====== Extracted text

During the third quarter, the Company recognized $18.4 million in income tax expense that primarily related to recognizing a full valuation allowance of $18.0 million on deferred tax assets related to the Company's taxable REIT subsidiary and Canadian tax paying entity as a result of the uncertainty of realization created by the COVID-19 pandemic.

Portfolio Update
The Company's total investments (a non-GAAP financial measure) were approximately $6.7 billion at September 30, 2020 with Experiential totaling $5.9 billion, or 89%, and Education totaling $0.8 billion, or 11%.

The Company's Experiential portfolio (excluding property under development) consisted of the following property types (owned or financed) at September 30, 2020:
180 theatre properties;
56 eat & play properties (including seven theatres located in entertainment districts);
18 attraction properties;
13 ski properties;
six experiential lodging properties;
one gaming property;
three cultural properties; and
seven fitness & wellness properties.

============

Tasks to complete
- A) Reproduce word for word the part of the portfolio excerpt starting at "Portfolio Update" and ending at "billion, or 11%.".
- B) List every property type in the Company's Experiential portfolio that the portfolio excerpt names.
- C) Translate this sentence from the portfolio excerpt into Spanish: "The Company's total investments (a non-GAAP financial measure) were approximately $6.7 billion at September 30, 2020 with Experiential totaling $5.9 billion, or 89%, and Education totaling $0.8 billion, or 11%."

====== Excerpted records

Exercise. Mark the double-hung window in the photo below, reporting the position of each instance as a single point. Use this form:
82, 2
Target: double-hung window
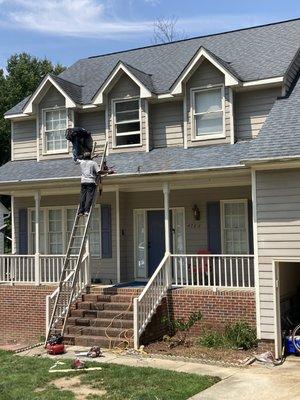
127, 122
55, 125
235, 226
208, 113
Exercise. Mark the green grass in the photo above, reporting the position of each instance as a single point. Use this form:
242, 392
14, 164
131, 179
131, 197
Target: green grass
21, 376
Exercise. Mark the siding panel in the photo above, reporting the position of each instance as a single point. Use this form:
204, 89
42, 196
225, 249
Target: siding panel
251, 110
278, 229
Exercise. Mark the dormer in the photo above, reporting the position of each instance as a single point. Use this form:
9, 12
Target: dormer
125, 94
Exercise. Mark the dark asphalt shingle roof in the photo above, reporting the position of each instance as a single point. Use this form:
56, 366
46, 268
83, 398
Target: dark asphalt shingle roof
280, 134
253, 53
158, 160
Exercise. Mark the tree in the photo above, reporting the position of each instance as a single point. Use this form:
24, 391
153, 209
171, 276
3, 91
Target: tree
165, 31
24, 73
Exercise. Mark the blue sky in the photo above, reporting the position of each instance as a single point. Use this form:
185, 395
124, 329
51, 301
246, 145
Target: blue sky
66, 30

============

Answers by item
- A)
Portfolio Update
The Company's total investments (a non-GAAP financial measure) were approximately $6.7 billion at September 30, 2020 with Experiential totaling $5.9 billion, or 89%, and Education totaling $0.8 billion, or 11%.

- B)
theatre properties
eat & play properties
attraction properties
ski properties
experiential lodging properties
gaming property
cultural properties
fitness & wellness properties

- C) Las inversiones totales de la Compañía (una medida financiera no GAAP) ascendían aproximadamente a 6.700 millones de dólares al 30 de septiembre de 2020, de los cuales Experiential sumaba 5.900 millones de dólares, o el 89 %, y Education sumaba 800 millones de dólares, o el 11 %.